WHAT YOU WILL DO
Restating the data word for word is all that is required.

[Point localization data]
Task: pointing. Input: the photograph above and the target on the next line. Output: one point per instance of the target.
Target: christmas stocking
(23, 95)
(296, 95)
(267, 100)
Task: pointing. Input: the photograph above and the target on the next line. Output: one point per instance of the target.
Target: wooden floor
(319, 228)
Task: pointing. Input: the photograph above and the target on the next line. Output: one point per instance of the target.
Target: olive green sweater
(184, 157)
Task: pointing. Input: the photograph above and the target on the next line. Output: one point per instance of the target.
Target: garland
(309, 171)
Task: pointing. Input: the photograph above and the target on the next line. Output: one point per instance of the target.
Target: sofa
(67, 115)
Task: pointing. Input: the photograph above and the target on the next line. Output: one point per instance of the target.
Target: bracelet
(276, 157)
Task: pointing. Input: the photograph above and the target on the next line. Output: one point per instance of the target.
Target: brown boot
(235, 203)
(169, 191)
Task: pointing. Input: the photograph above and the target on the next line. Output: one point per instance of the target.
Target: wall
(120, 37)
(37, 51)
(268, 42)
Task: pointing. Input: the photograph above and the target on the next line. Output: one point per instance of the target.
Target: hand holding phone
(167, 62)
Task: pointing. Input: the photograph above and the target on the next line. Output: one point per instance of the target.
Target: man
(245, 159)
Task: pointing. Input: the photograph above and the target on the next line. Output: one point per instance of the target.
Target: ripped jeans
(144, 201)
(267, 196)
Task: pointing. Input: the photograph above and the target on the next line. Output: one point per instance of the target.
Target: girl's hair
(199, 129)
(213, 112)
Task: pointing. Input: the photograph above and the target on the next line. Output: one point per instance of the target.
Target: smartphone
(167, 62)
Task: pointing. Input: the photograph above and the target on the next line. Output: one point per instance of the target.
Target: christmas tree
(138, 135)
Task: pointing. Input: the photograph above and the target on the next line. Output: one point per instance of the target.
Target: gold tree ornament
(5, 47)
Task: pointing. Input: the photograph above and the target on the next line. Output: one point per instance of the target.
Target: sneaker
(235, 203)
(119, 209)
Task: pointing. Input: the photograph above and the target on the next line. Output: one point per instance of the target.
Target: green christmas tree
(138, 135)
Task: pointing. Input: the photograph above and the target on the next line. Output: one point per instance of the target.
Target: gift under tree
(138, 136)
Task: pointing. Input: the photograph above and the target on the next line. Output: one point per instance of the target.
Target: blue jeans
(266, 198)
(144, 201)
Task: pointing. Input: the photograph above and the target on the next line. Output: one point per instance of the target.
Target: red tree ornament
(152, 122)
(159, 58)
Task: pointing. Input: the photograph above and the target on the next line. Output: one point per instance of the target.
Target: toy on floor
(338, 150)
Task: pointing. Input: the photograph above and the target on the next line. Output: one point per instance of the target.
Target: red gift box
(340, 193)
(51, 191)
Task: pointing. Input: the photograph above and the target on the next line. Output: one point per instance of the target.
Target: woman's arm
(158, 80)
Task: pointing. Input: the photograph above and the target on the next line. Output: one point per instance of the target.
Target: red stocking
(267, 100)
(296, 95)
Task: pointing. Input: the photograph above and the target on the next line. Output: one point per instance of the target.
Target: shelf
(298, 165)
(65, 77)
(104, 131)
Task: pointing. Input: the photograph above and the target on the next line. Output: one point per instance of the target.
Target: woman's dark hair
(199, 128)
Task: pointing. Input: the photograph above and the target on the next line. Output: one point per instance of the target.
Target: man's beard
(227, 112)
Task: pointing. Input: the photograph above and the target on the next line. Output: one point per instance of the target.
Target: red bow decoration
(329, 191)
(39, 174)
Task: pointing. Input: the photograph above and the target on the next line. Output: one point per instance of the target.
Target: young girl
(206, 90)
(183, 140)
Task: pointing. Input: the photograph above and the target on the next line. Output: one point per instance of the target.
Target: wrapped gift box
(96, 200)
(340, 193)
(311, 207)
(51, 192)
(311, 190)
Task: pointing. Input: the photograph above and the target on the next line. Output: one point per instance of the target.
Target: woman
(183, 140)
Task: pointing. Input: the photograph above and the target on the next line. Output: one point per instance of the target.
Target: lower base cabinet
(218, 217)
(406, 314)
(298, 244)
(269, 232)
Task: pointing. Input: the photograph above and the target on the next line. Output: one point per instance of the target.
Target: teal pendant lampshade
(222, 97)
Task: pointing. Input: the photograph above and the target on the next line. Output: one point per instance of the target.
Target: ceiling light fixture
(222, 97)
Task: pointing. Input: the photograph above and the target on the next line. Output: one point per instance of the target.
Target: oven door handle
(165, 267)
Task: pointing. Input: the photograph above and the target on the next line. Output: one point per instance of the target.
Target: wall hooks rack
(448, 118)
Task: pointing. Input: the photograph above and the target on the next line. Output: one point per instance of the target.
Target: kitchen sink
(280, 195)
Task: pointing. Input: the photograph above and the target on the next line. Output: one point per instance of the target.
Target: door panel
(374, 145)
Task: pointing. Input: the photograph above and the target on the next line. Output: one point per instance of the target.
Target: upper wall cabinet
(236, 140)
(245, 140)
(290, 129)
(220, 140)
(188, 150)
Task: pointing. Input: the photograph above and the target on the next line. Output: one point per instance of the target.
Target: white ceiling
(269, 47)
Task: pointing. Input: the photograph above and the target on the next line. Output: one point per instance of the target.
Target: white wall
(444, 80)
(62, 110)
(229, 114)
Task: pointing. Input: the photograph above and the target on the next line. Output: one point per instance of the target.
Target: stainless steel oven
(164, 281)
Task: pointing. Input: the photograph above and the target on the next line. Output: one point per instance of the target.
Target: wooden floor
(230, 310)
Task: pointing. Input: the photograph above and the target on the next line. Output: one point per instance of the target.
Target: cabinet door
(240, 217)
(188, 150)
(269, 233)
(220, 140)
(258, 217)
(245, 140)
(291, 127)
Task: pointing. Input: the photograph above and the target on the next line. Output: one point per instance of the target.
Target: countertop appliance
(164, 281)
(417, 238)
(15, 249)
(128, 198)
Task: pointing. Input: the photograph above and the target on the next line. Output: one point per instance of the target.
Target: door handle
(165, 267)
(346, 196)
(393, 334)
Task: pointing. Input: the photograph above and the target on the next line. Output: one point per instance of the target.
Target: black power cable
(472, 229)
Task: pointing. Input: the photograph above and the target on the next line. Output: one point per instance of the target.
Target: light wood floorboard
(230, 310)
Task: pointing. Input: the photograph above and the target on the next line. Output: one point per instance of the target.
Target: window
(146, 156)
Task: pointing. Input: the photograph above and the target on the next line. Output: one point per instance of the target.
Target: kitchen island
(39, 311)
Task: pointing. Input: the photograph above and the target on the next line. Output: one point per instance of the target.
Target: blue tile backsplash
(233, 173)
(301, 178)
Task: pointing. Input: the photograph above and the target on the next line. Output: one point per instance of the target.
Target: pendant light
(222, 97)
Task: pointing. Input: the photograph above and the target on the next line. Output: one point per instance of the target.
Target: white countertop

REPLY TO THE EXERCISE
Task: pointing. Input: the photograph above and the target on the next line. Output: one point per instance of the target.
Target: christmas stocking
(23, 95)
(296, 95)
(267, 100)
Task: pointing. Input: the photograph above and the target on the next line. Output: one point per instance of the target.
Target: wooden floor
(319, 228)
Task: pointing. Input: the photograph above and the target on the next line. Output: one point per instance of the target.
Target: olive green sweater
(184, 157)
Task: pointing. Input: the photograph above and the target on the next line. Output: one point per instance of the target.
Target: garland
(309, 171)
Task: pointing. Input: the photograph above and the target on the next line. Output: one point per instance of the target.
Target: sofa
(67, 115)
Task: pointing. Input: the photograph above and the target on the next line. Output: one point per instance of the target.
Target: bracelet
(276, 157)
Task: pointing. Input: the photograph above and the target on the next line. Output: one point per instance of the target.
Target: brown boot
(235, 203)
(169, 191)
Task: pointing. Input: the photograph above and the target on the next line. Output: one point per instance of the target.
Target: wall
(120, 37)
(37, 51)
(268, 42)
Task: pointing. Input: the photograph above and the target on the next line. Output: one point per instance of the target.
Target: hand holding phone
(167, 62)
Task: pointing. Input: the photograph above and the target on the next line. Output: one point per instance of the target.
Target: man
(245, 159)
Task: pointing. Input: the photograph above and the target on the next line. Output: one point per instance of the target.
Target: ripped jeans
(144, 201)
(267, 196)
Task: pointing. Input: the photograph above and the target on the next line. Output: one point per instance of the target.
Target: girl's hair
(199, 129)
(213, 112)
Task: pointing. Input: the photograph above and the target on the next line. Output: one point per instance of the target.
Target: smartphone
(167, 62)
Task: pointing. Input: the photograph above and the target on the next line. Output: one point per instance of the target.
Target: christmas tree
(138, 135)
Task: pointing. Input: the photograph above and the target on the next line. Output: one point per instance of the target.
Target: gold tree ornament
(5, 47)
Task: pointing. Input: the photograph above and the target on the next line. Output: one point per instance of the target.
Target: sneaker
(235, 203)
(119, 209)
Task: pointing. Input: the photograph above and the target on the next line. Output: one point per instance of the target.
Target: green christmas tree
(138, 135)
Task: pointing. Input: the photograph above and the target on the next line. Output: one point per instance of the target.
Target: gift under tree
(138, 136)
Task: pointing. Input: the photograph above and the target on the next line. Output: one point per instance of the target.
Target: blue jeans
(266, 198)
(144, 201)
Task: pointing. Input: the photograph above and the target on the next line. Output: one point per instance of the target.
Target: red tree ornament
(152, 122)
(159, 58)
Task: pointing. Input: the photograph above and the target on the next line. Output: one point per instance of the target.
Target: toy on floor
(338, 150)
Task: pointing. Input: the photograph above and the target on the next line. Output: one point per instance of the target.
Target: red gift box
(340, 193)
(51, 191)
Task: pointing. Input: the photograph above and the target on the next line. Output: one point per instance of the target.
Target: woman's arm
(158, 80)
Task: pointing. Input: the photograph above and the target on the next line. Output: one point per instance of the target.
Target: red stocking
(267, 100)
(296, 95)
Task: pointing. Input: the photograph above and the target on the next line. Output: one point per instance of the target.
Target: shelf
(298, 165)
(65, 77)
(104, 131)
Task: pointing. Input: the photograph above and the target on the next line. Output: one point per instance of the target.
Target: woman's dark hair
(199, 128)
Task: pointing. Input: the photograph above and the target on the next line. Output: one point per instance of the target.
Target: man's beard
(227, 112)
Task: pointing. Input: the photograph above and the target on the next line. Output: one point per instance of the target.
Target: red bow decoration
(329, 191)
(39, 174)
Task: pointing. Input: the photograph above and the target on the next line. Output: one point per instance of the target.
Target: young girl
(206, 90)
(183, 140)
Task: pointing. Input: the photograph above and the target on the next line. Output: one point per instance of the target.
Target: wrapped gift box
(96, 200)
(340, 193)
(311, 207)
(51, 192)
(311, 190)
Task: pointing. Input: the photograph above and the target on the next line. Output: one point per instance of the target.
Target: woman
(183, 140)
Task: pointing. Input: the photograph above and the target on the next line. Output: one point per instance of the target.
Target: lower base cabinet
(218, 217)
(406, 314)
(298, 244)
(269, 232)
Task: pointing. Input: the photograph above and the target on the next line. Output: one point per instance of the target.
Target: teal pendant lampshade
(222, 97)
Task: pointing. Input: the photograph above and the target on the next line. Output: one point per instance of the target.
Target: ceiling light fixture
(222, 97)
Task: pointing. Input: the photograph above and the target on the next line. Output: one point per instance of the target.
Target: oven door handle
(165, 267)
Task: pointing. Input: the photograph above and the target on the next line. Output: one point per instance of the target.
Target: wall hooks rack
(448, 118)
Task: pointing. Input: the photograph above and the target on the next line. Output: one point per instance of the target.
Target: kitchen sink
(280, 195)
Task: pointing. Input: the photograph above and the target on the next line. Output: one point per instance of the target.
Target: door panel
(374, 145)
Task: pointing. Input: the photograph above and the target on the next line. Output: one point per instance of the target.
Target: upper wall cabinet
(236, 140)
(245, 140)
(290, 129)
(220, 140)
(188, 150)
Task: pointing. Input: the photograph above and the target on the next line. Output: one point per instance of the target.
Target: white ceiling
(269, 47)
Task: pointing. Input: the photograph above and the target on the next line. Output: one point per instance of the target.
Target: white wall
(444, 80)
(62, 110)
(229, 114)
Task: pointing. Input: the photograph above and the target on the next line. Output: one point per instance of the target.
Target: stainless steel oven
(164, 281)
Task: pointing. Input: the photograph above and the target on the next line. Output: one point per instance of the target.
Target: wooden floor
(230, 310)
Task: pointing. Input: the photograph above and the target on the next line. Output: one point per instance of the target.
Target: cabinet door
(240, 217)
(188, 150)
(269, 233)
(220, 140)
(258, 217)
(245, 140)
(291, 127)
Task: pointing. Input: the photograph above and the target on the next line. Output: one point per instance of the target.
Target: countertop appliance
(164, 281)
(417, 238)
(15, 249)
(128, 198)
Task: pointing. Input: the photograph above and the target on the next line. Output: one point per instance of the target.
Target: door handle
(165, 267)
(346, 196)
(393, 334)
Task: pointing. Input: the photograph above and the target on the next line. Output: one point per instance of the target.
Target: black power cable
(472, 229)
Task: pointing. Input: the photograph above and the target on the next line. Output: one point per instance of the target.
Target: light wood floorboard
(230, 310)
Task: pointing. Input: the photograph above and the target on the next line. Output: one point per instance of the target.
Target: window
(146, 156)
Task: pointing. Input: the photograph above and the target on the next line. Output: one point per instance of the target.
Target: kitchen island
(39, 311)
Task: pointing. Input: the photograph above and the target on the next line. Output: one point per instance of the target.
Target: blue tile backsplash
(233, 173)
(301, 178)
Task: pointing. Input: the photograph above and the target on the next line. Output: one point per instance of the target.
Target: pendant light
(222, 97)
Task: pointing. Input: the photograph above and the target on the next line. Output: one point per instance of the target.
Target: white countertop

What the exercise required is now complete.